** Begin PROVIDED ENTRIES **
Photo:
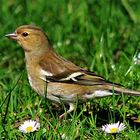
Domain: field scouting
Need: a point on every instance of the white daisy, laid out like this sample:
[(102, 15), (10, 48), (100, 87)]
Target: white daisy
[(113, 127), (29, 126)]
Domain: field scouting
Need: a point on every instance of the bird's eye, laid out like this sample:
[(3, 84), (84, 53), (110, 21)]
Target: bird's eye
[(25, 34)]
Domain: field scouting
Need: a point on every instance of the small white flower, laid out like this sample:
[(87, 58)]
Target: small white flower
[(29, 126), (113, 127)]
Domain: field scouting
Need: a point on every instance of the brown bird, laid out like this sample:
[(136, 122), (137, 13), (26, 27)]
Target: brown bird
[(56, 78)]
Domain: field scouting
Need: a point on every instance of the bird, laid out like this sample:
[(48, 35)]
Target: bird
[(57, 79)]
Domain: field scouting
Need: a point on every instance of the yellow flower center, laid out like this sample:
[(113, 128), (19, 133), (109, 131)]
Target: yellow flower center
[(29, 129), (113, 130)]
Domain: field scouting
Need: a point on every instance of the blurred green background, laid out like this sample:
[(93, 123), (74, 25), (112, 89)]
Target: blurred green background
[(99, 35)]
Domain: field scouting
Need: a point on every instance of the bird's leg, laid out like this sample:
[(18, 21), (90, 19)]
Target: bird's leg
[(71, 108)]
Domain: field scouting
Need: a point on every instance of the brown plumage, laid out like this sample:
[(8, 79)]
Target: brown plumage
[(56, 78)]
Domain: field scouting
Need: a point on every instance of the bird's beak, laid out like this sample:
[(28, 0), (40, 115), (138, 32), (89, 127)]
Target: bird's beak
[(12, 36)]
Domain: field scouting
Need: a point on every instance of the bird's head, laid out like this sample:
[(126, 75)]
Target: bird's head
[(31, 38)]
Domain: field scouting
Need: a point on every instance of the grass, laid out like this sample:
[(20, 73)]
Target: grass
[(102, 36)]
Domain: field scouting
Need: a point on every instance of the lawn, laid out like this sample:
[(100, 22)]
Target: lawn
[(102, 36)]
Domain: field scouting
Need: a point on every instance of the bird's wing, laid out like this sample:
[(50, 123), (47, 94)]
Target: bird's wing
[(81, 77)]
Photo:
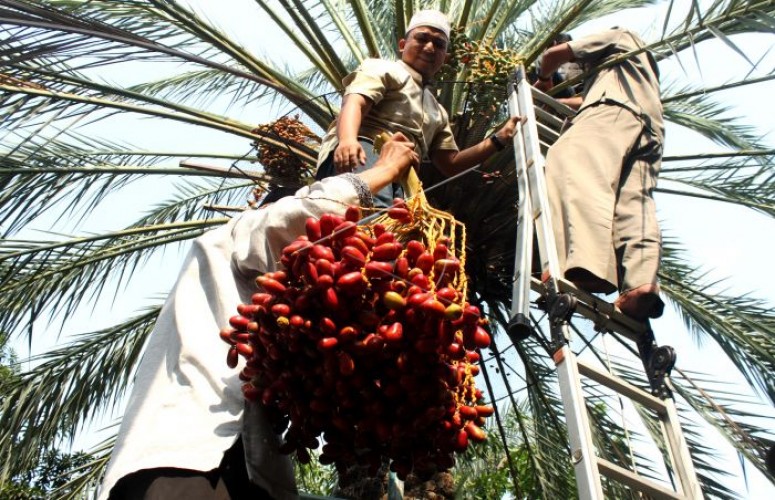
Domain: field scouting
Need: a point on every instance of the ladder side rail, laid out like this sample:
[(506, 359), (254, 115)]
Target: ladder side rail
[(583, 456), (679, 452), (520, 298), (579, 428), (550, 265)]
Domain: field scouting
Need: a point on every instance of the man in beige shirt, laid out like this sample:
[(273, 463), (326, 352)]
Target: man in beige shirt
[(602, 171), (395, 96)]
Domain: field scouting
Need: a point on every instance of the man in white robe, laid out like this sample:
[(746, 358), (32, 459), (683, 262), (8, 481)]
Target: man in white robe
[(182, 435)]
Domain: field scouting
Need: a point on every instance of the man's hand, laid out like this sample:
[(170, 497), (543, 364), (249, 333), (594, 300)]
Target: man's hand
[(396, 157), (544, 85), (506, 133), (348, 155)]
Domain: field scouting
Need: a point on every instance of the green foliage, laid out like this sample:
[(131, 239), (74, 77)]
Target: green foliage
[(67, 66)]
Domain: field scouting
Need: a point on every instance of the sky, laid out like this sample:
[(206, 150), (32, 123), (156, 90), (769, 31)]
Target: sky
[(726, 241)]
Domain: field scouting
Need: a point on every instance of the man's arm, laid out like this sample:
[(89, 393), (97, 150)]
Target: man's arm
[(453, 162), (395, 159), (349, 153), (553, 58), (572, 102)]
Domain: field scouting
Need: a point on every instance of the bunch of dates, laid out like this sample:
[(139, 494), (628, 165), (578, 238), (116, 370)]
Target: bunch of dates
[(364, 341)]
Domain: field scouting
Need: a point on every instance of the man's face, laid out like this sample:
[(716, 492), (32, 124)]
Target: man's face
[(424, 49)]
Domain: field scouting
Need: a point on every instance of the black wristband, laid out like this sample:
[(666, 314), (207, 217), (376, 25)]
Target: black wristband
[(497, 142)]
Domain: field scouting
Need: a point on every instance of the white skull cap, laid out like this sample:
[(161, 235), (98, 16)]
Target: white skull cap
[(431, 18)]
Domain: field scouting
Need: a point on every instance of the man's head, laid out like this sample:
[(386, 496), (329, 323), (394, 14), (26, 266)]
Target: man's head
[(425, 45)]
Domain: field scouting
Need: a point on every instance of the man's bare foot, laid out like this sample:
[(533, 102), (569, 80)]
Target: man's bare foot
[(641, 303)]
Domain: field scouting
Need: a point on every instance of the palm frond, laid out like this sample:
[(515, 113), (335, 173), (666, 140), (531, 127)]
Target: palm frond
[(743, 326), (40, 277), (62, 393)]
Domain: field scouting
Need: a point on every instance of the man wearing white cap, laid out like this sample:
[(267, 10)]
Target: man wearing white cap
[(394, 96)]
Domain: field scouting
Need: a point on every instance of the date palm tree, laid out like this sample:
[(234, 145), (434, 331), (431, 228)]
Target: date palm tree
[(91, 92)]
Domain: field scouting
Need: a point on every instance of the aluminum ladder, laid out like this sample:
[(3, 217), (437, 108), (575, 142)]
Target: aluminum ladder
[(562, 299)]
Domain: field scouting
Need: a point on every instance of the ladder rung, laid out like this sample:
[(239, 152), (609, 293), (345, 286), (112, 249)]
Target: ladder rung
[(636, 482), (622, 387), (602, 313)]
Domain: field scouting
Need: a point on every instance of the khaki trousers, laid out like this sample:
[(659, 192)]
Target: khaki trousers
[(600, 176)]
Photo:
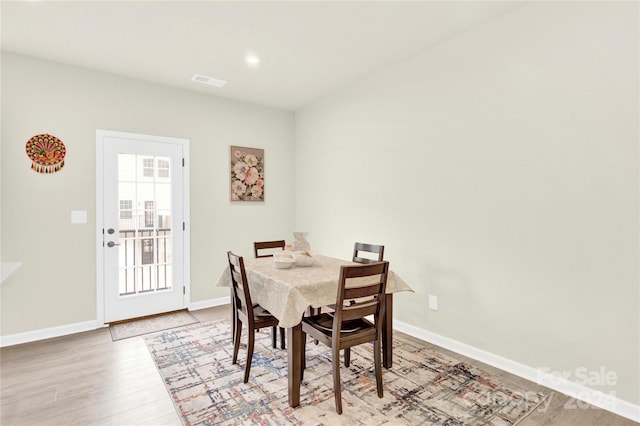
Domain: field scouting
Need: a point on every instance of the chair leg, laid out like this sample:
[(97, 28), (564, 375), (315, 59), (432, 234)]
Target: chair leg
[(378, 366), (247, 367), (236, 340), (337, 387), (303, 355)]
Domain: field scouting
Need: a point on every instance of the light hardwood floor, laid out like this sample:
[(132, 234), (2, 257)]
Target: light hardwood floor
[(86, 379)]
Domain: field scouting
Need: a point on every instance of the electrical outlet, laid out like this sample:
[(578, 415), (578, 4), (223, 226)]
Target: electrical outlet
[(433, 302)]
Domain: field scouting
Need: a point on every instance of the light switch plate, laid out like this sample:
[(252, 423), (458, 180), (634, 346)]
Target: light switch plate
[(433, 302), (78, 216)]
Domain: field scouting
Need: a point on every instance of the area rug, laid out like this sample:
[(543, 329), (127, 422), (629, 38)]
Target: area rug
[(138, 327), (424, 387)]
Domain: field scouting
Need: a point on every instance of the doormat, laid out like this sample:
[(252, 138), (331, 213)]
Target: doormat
** End PROVIDED ENTRIES **
Rewrite all of the material above, changing every "field scouting" to "site survey" and keeping everything else the same. Leave the pictures out of your answer.

Photo:
Domain: site survey
Need: a point on every instance of the white daisy, laid out like this sample:
[(102, 15), (10, 48), (100, 87)]
Target: white daisy
[(113, 127), (29, 126)]
Domain: site survey
Need: a point on every instance of the bird's eye, laid out like this sample:
[(3, 84), (84, 53), (110, 21)]
Target: bird's eye
[(25, 34)]
Domain: site survey
Need: a point on every instance of the small white flower, laid out like this sample:
[(87, 58)]
Target: small white flower
[(29, 126), (113, 127)]
Domain: site survey
Need: a point on every instance of the brown bird, laid out like this sample:
[(136, 122), (137, 13), (26, 27)]
Target: brown bird
[(56, 78)]
Domain: site survey
Need: a point on every instance of the bird, laid out like this sample:
[(48, 35)]
Target: bird
[(57, 79)]
Domain: site survey
Need: a point on every instance of the yellow flower center, laid out like this sample:
[(113, 128), (19, 133), (109, 131)]
Target: yellow flower center
[(29, 129), (113, 130)]
Domain: site survey
Need: a point on every instance of the blurred green background, laid out like this sample:
[(93, 123), (74, 25), (112, 89)]
Target: blurred green background
[(99, 35)]
Domain: site survey
Need: a point on every instance of the bird's leg, laid out like this sample:
[(18, 21), (90, 19)]
Target: bird's leg
[(71, 108)]
Domain: site survey
Need: a point on every instance of the brown plumage, laid out like this sample:
[(8, 79)]
Target: brown plumage
[(56, 78)]
Domain: site survey
Need: a point on every instance of the bird's beak, laid out like this sample:
[(28, 0), (40, 115), (138, 32), (89, 127)]
Target: bird's beak
[(12, 36)]
Domain: site survey
Need: a point on every instance of the bird's head, laid out like this sample:
[(126, 75)]
Target: bird's head
[(31, 38)]
Domain: site survey
Need: a point on every instance of the grass, laid out like this sample:
[(20, 73)]
Target: grass
[(102, 36)]
Domain: site survey
Need: a point on every instance of the lawn, laid out like this sample:
[(100, 22)]
Target: lawn
[(102, 36)]
Domain: site survey
Need: a point on every instance of the bird's wing, laid out like this sample:
[(50, 123), (47, 94)]
Target: bird's wing
[(81, 77)]
Photo:
Domain: site survey
Need: a point on every instance of the ladder side rail, laid out like this sample:
[(506, 359), (254, 115)]
Target: ladder side rail
[(583, 456), (679, 452), (520, 298), (579, 428), (550, 265)]
Domain: site survey
Need: a point on every instance of the man in beige shirt, laid out like this sample:
[(273, 463), (326, 352)]
Target: man in beige shirt
[(602, 171), (395, 96)]
Domain: site survey
Need: a point on every instance of the man in white robe, laid out like this sample:
[(746, 358), (32, 459), (683, 262), (8, 481)]
Target: man in white robe
[(182, 435)]
Domain: site survey
Need: a point on every instance of the man's hand, laid out like this sample:
[(170, 497), (543, 364), (249, 333), (594, 300)]
Target: man's hand
[(396, 157), (544, 85), (506, 133), (348, 155)]
Domain: site survey
Need: a point on every instance of the green foliage, laid out like this sample:
[(131, 239), (74, 77)]
Target: green foliage
[(67, 66)]
Domain: site survey
Need: a point on every instance of the sky, laid out like this sample:
[(206, 150), (32, 123), (156, 90), (769, 31)]
Target: sky
[(726, 241)]
Domain: site survey
Need: a point on every instance of the man's arm, laid out like this sample:
[(89, 393), (97, 150)]
Target: man's arm
[(453, 162), (395, 159), (349, 153), (553, 58), (572, 102)]
Domain: site survey
Need: a point on every instance of the bunch of dates, laid out like this sample:
[(139, 494), (628, 165), (578, 238), (116, 370)]
Target: bunch of dates
[(364, 341)]
Domain: site survey
Need: a point on every instance of the man's face, laid out like this sample:
[(716, 492), (32, 124)]
Target: man's face
[(424, 49)]
Domain: site survey
Need: a point on every instance of the black wristband, laid out like this sample:
[(666, 314), (207, 217), (376, 25)]
Target: black wristband
[(497, 142)]
Domain: site survey
Need: a point on every instance of the white skull cap, laid out like this sample:
[(161, 235), (98, 16)]
Target: white skull cap
[(431, 18)]
Domain: site survey
Need: a point on every instance of the man's head, laid out like this sample:
[(386, 496), (329, 323), (394, 14), (26, 266)]
Target: man's head
[(425, 45)]
Domain: site survey
Need: a point on every instance of the man's bare foot, laid out like this sample:
[(533, 102), (569, 80)]
Target: man's bare foot
[(641, 303)]
Domain: site survey
Need: a point on every instance of the palm frond, laid out like this sample:
[(515, 113), (335, 173), (666, 140), (531, 127)]
Target: palm frond
[(743, 326), (40, 277), (62, 393)]
Domain: site survey
Need: a point on every instance of the man wearing white cap, laid out like this sample:
[(267, 10)]
Target: man wearing white cap
[(394, 96)]
Domain: site survey
Need: a point on every instance of the date palm tree, laid out like this sample:
[(234, 145), (434, 331), (431, 228)]
Target: date palm tree
[(91, 92)]
Domain: site survey
Need: a point on every instance of the aluminum ladder, laid out like this sample:
[(3, 217), (437, 108), (575, 142)]
Target: aluminum ladder
[(562, 299)]
Domain: site survey
Need: a point on every instance of the ladder rung, laid out like this sample:
[(239, 152), (609, 293), (345, 286), (112, 249)]
Target: ladder rung
[(636, 482), (622, 387), (602, 313)]
Domain: site survey
Need: a point on every instance of the khaki trousers, laid out like this sample:
[(659, 192)]
Target: khaki trousers
[(600, 176)]
Photo:
Domain: site survey
Need: a point on every instance of the chair leg, laid out like this sample:
[(97, 28), (564, 375), (315, 59), (432, 234)]
Target: chair leg
[(378, 366), (247, 367), (236, 340), (337, 387), (303, 355)]
Domain: site survey
Need: a point on every instance of the light hardwood floor, laid out like this sample:
[(132, 234), (2, 257)]
Target: light hardwood floor
[(86, 379)]
Domain: site survey
Need: a point on every instance of the electrical outlet, laid out like this sample:
[(578, 415), (578, 4), (223, 226)]
Target: electrical outlet
[(433, 302)]
Domain: site survey
Need: a point on every instance of the light switch plate, laid out like this sample:
[(252, 423), (458, 180), (634, 346)]
Target: light switch plate
[(433, 302), (78, 216)]
Domain: site survey
Need: a point on every instance of the area rug, laid out like this sample:
[(543, 329), (127, 422), (629, 38)]
Target: area rug
[(138, 327), (424, 387)]
Domain: site survey
Need: a point on every instance of the doormat, laid out like this sample:
[(252, 138), (331, 213)]
Target: doormat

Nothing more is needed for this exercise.